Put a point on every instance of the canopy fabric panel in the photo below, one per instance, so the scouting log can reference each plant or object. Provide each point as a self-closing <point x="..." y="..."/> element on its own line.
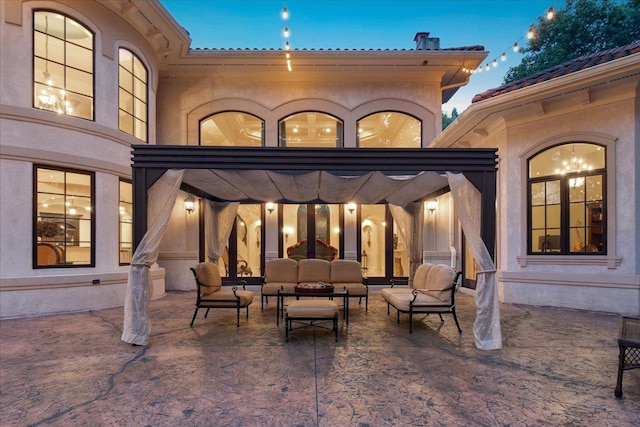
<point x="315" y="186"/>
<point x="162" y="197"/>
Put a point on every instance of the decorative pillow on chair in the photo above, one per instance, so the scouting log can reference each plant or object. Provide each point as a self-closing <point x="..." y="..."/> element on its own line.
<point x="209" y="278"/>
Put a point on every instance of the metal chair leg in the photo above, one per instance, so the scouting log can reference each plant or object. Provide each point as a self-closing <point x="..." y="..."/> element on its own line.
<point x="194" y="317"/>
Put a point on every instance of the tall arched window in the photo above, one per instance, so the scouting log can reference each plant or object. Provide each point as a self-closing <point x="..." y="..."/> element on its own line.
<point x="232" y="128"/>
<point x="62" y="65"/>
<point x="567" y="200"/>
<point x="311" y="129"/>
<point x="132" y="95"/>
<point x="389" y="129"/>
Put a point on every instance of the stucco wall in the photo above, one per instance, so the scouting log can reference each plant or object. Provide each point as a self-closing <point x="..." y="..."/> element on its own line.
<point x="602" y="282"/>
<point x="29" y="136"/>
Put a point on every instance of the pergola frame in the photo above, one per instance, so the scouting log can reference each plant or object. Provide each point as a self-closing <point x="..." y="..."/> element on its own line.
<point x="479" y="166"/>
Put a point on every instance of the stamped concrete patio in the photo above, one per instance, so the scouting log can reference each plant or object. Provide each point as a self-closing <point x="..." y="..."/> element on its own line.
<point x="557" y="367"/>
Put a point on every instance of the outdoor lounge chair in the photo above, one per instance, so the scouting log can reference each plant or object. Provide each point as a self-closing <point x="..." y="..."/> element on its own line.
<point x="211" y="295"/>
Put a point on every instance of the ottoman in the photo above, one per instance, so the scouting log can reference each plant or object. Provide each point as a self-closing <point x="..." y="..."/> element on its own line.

[Exercise instructions] Transcribe all of the entries word for word, but skip any pictures they contain.

[Reply]
Put a point on every instance of the canopy fabric panel in the photo below, one per instance, so the scouting log can reference each plant or object. Provide each point as a self-closing <point x="..." y="..."/> element on its own line.
<point x="315" y="186"/>
<point x="162" y="197"/>
Put a point on every instance of the decorative pillow on chair in the photo above, one per instance, so the scouting log can reference each plant or object. Provide each point as a self-closing <point x="..." y="..."/> element on its own line.
<point x="209" y="278"/>
Put a point on every instance of the metal chair leg in the photo above, one per instance, so the scouting log can reference each plant or object. Provide each point as a self-closing <point x="..." y="..."/> element on its own line.
<point x="194" y="317"/>
Put a point on every instance of the tall arched window in the photo above, one per instance, so the scouting log can reference each plant or object. Provide each point as a self-closing <point x="..." y="..."/> element on its own line.
<point x="232" y="128"/>
<point x="62" y="65"/>
<point x="567" y="200"/>
<point x="311" y="129"/>
<point x="132" y="95"/>
<point x="389" y="129"/>
Put a point on every instance of the stucco wall in the photo above, one per instance, so the scouting log can reference each plant or object. Provide each point as a self-closing <point x="..." y="..."/> element on its own line.
<point x="602" y="282"/>
<point x="29" y="136"/>
Put a point on every instance of the pergola frame in the photo above, one per instance, so the scouting log can reference each plant or object. Provide each point as a self-closing <point x="..." y="..."/> element on its own line.
<point x="479" y="166"/>
Put a point on every instance of the stamped concrete patio in the photo above, one per instance, so the scouting log can reference each plant or object. Provide each point as a self-closing <point x="..." y="..."/> element on its own line.
<point x="557" y="367"/>
Put a point on every instance of the outdoor lounge chair in the photo above, one per instance, so the scouting log can reference each plant or object. Provide each point as a self-closing <point x="..." y="..."/> element on its own line.
<point x="211" y="295"/>
Put a point on every instance of the ottoman in the photo above, one per instance, so the scouting log can reference each plant or object. Provide each point as a self-closing <point x="..." y="..."/> element on its own line.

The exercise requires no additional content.